(Items from a data source)
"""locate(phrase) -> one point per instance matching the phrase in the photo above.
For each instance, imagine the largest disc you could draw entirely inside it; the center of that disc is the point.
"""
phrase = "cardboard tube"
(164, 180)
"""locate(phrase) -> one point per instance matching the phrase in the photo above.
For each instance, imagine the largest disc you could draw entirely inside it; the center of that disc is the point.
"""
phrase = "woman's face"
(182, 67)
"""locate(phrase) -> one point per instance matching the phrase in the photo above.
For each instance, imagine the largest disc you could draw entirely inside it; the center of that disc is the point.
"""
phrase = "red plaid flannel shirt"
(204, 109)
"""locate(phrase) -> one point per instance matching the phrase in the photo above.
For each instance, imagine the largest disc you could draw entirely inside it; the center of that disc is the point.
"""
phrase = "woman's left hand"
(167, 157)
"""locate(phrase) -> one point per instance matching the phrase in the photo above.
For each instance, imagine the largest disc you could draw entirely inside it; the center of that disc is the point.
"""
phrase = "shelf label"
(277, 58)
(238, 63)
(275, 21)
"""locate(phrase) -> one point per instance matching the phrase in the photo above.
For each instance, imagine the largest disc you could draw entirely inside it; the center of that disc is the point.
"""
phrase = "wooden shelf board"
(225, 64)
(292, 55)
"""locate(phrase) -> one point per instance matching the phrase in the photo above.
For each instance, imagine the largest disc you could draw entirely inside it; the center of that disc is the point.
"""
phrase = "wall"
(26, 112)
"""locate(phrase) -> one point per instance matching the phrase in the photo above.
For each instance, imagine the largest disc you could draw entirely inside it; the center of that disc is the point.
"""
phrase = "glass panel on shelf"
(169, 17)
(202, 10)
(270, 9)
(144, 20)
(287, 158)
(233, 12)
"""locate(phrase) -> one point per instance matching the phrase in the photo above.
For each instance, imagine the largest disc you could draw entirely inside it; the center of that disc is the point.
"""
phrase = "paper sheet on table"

## SET EXERCISE
Repeat every entry exactly, please.

## TASK RESULT
"""locate(phrase) -> one point per instance matching the phrase in the photo above.
For each instance, imagine the largest disc you could draw entirely inside it; the center of that disc is the point.
"""
phrase = "cardboard tube"
(164, 180)
"""locate(phrase) -> one point per instance matching the phrase in the photo above.
For each instance, imagine the largest disc you could draw entirely inside it; the center of that disc is the point.
"""
phrase = "woman's face"
(182, 67)
"""locate(phrase) -> one point per instance matching the phrase in the photo above.
For each instance, imagine the largest disc you could draw entirely inside it; the center of that disc is the point.
"""
phrase = "red plaid flannel shirt"
(204, 109)
"""locate(phrase) -> one point per instance matching the phrase in the photo above.
For each instance, imagine the largest disc you could draw entirely inside it; the center of that disc is the point.
"""
phrase = "woman's left hand"
(167, 157)
"""locate(phrase) -> one point per instance matching the phrase in the photo above.
For each instance, imagine the largest disc you could draw entirely inside it; the center of that disc is the point.
"""
phrase = "shelf label"
(277, 58)
(238, 63)
(275, 21)
"""locate(phrase) -> one point per instance matching the phrase in the photo above.
For each instance, imagine the largest disc you could draw entirely inside it; the center of that disc is the point.
"""
phrase = "wooden shelf board"
(225, 64)
(292, 55)
"""locate(phrase) -> one point per instance matching the phrase in the photo above.
For each instance, imagine the largest disc you could draw entirely inside it; the center of that disc is the point.
"""
phrase = "wall"
(26, 112)
"""locate(phrase) -> one point per instance matching the phrase in the photo above.
For each instance, imagine the largest disc you could draw entirely inside it; the center of that disc is the point.
"""
phrase = "glass panel on shelf"
(169, 17)
(202, 10)
(270, 9)
(144, 20)
(287, 158)
(233, 12)
"""locate(phrase) -> one point per instance matching the phrase in the photo above.
For each instance, imagine the largest disc you could draw entirely inside it; the center of that disc is the point.
"""
phrase = "paper sheet on table"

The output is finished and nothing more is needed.